PROBLEM A.
Locate each line in the records that contains the word "shirt" and copy it out.

PAGE EXTRACT.
Rain Garden House | Rainwater Harvesting Retrofit

East Dulwich Rear Extension Designed as a Hydrological and Vegetated System

This project reworks the rear of a terraced house in East Dulwich, extending and reimagining the relationship between domestic space and garden through a continuous ecological system that binds structure, water, and planting.

Rather than treating the extension as a discrete addition, the design establishes a synthesis between house and landscape, where environmental processes are made visible and actively shape spatial experience.

Architectural Strategy

A timber-framed structure forms the primary extension, enclosing a new open-plan kitchen and dining space. This lightweight construction is wrapped in a flexible waterproof membrane, overlaid with stainless steel trellising that supports climbing vegetation across the surface of the building.

Over time, the extension is designed to be partially vegetated, blurring the boundary between architecture and garden and allowing planting to become an active layer of the building envelope.

The folded roof form acts as both spatial device and environmental infrastructure, shaping interior volume while collecting rainfall from the wider building. Water is directed through a projecting spout, turning rainfall into a legible architectural event.

PROBLEM B.
According to the Rain Garden House text, what new spaces does the timber-framed extension enclose?

DATA.
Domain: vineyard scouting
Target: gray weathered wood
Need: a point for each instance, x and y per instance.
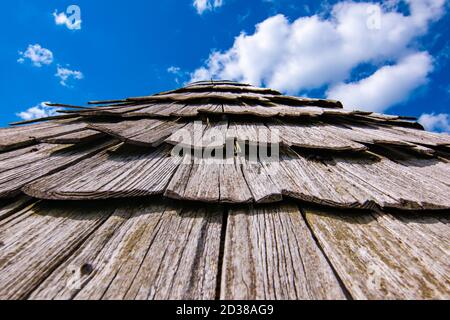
(380, 257)
(33, 166)
(111, 174)
(145, 251)
(271, 254)
(34, 246)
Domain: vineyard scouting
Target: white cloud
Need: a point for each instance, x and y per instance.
(436, 122)
(386, 87)
(72, 23)
(314, 52)
(37, 55)
(206, 5)
(65, 74)
(178, 73)
(174, 70)
(39, 111)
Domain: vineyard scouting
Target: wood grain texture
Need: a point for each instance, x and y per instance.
(381, 257)
(146, 251)
(16, 137)
(40, 162)
(35, 244)
(271, 254)
(113, 173)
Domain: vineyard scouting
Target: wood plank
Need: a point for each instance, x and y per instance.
(204, 181)
(14, 205)
(47, 162)
(175, 255)
(256, 110)
(82, 136)
(409, 188)
(123, 172)
(382, 258)
(144, 132)
(259, 181)
(16, 137)
(252, 132)
(270, 254)
(313, 136)
(232, 184)
(36, 245)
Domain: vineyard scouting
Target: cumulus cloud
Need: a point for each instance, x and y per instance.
(388, 86)
(436, 122)
(65, 74)
(39, 111)
(37, 55)
(73, 22)
(315, 52)
(206, 5)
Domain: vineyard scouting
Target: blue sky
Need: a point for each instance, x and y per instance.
(391, 56)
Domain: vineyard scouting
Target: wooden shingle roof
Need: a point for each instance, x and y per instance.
(223, 190)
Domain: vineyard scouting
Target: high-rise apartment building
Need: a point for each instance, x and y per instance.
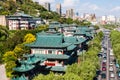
(47, 6)
(58, 9)
(2, 20)
(70, 13)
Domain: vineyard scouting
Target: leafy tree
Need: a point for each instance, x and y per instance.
(9, 59)
(9, 56)
(29, 38)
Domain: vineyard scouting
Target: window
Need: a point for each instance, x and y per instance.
(49, 51)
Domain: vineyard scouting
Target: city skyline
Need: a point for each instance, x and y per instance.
(102, 7)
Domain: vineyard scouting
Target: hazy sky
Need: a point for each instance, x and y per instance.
(99, 7)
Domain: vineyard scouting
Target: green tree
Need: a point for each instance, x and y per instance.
(29, 38)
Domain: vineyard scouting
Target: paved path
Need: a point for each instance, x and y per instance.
(2, 73)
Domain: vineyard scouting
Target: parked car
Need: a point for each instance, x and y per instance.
(103, 68)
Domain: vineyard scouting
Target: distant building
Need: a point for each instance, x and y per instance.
(58, 9)
(47, 6)
(70, 13)
(2, 20)
(111, 18)
(20, 21)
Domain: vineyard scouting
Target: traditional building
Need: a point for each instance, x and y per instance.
(21, 21)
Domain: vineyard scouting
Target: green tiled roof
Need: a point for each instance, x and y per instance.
(88, 34)
(57, 68)
(24, 68)
(70, 39)
(80, 40)
(20, 78)
(55, 24)
(53, 56)
(65, 25)
(71, 47)
(32, 60)
(49, 40)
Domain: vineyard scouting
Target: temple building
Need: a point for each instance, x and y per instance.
(54, 50)
(20, 21)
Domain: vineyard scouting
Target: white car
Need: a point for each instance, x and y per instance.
(110, 68)
(112, 75)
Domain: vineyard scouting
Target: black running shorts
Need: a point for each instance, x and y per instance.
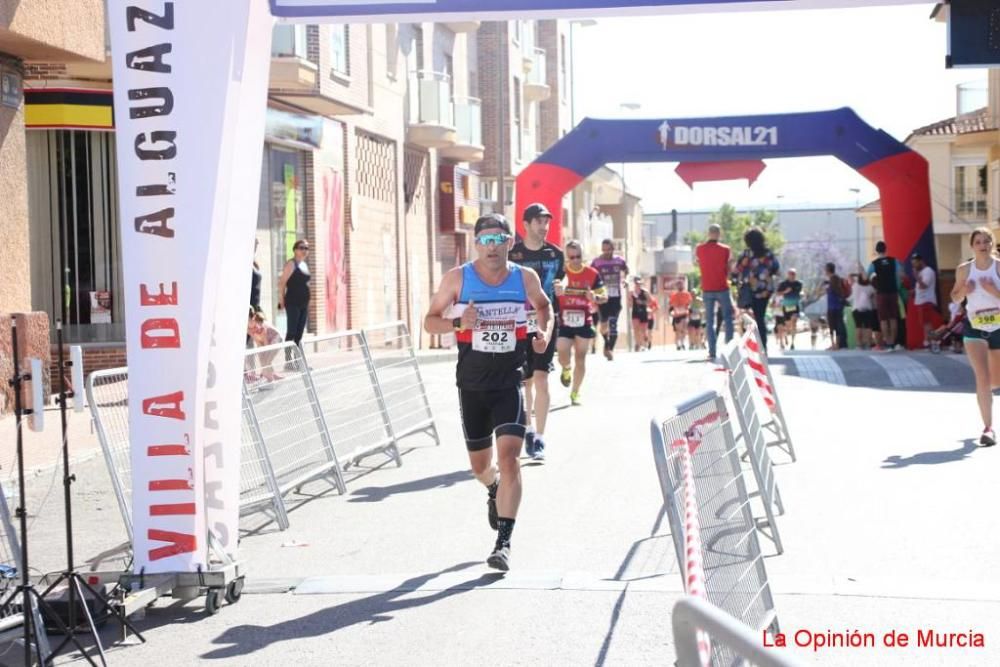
(484, 413)
(576, 332)
(611, 308)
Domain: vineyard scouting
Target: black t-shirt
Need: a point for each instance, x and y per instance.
(548, 262)
(886, 280)
(794, 288)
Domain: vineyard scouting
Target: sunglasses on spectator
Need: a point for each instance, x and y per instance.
(492, 239)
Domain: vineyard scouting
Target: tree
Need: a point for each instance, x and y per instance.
(734, 225)
(809, 258)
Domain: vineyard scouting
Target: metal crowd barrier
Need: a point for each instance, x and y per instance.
(692, 614)
(775, 424)
(735, 576)
(353, 395)
(350, 393)
(399, 376)
(107, 395)
(743, 390)
(287, 415)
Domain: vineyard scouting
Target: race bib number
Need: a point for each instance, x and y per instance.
(532, 321)
(574, 318)
(494, 337)
(986, 320)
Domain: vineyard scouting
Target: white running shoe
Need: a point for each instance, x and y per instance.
(499, 559)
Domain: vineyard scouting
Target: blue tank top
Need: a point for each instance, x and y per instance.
(491, 355)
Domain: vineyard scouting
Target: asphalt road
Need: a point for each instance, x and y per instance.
(890, 525)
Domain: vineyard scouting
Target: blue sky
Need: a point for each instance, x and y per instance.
(887, 63)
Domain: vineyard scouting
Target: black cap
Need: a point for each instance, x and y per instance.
(535, 210)
(492, 221)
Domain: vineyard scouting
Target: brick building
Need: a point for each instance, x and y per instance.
(381, 149)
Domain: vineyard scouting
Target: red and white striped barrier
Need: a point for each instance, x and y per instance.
(693, 567)
(756, 363)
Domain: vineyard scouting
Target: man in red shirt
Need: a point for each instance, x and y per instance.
(715, 260)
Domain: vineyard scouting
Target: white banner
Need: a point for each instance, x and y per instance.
(177, 72)
(242, 150)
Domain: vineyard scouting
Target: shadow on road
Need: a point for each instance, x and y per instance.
(620, 576)
(374, 494)
(246, 639)
(895, 462)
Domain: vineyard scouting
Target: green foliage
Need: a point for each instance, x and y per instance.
(734, 226)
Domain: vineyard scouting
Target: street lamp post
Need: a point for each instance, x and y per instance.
(583, 23)
(857, 223)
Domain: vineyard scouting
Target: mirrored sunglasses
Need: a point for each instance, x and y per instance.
(492, 239)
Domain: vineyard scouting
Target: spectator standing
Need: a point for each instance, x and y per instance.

FULL OUTPUT A.
Target: black t-shirt
Target: man in red shirt

FULL OUTPUT B.
A new open-plan kitchen and dining space.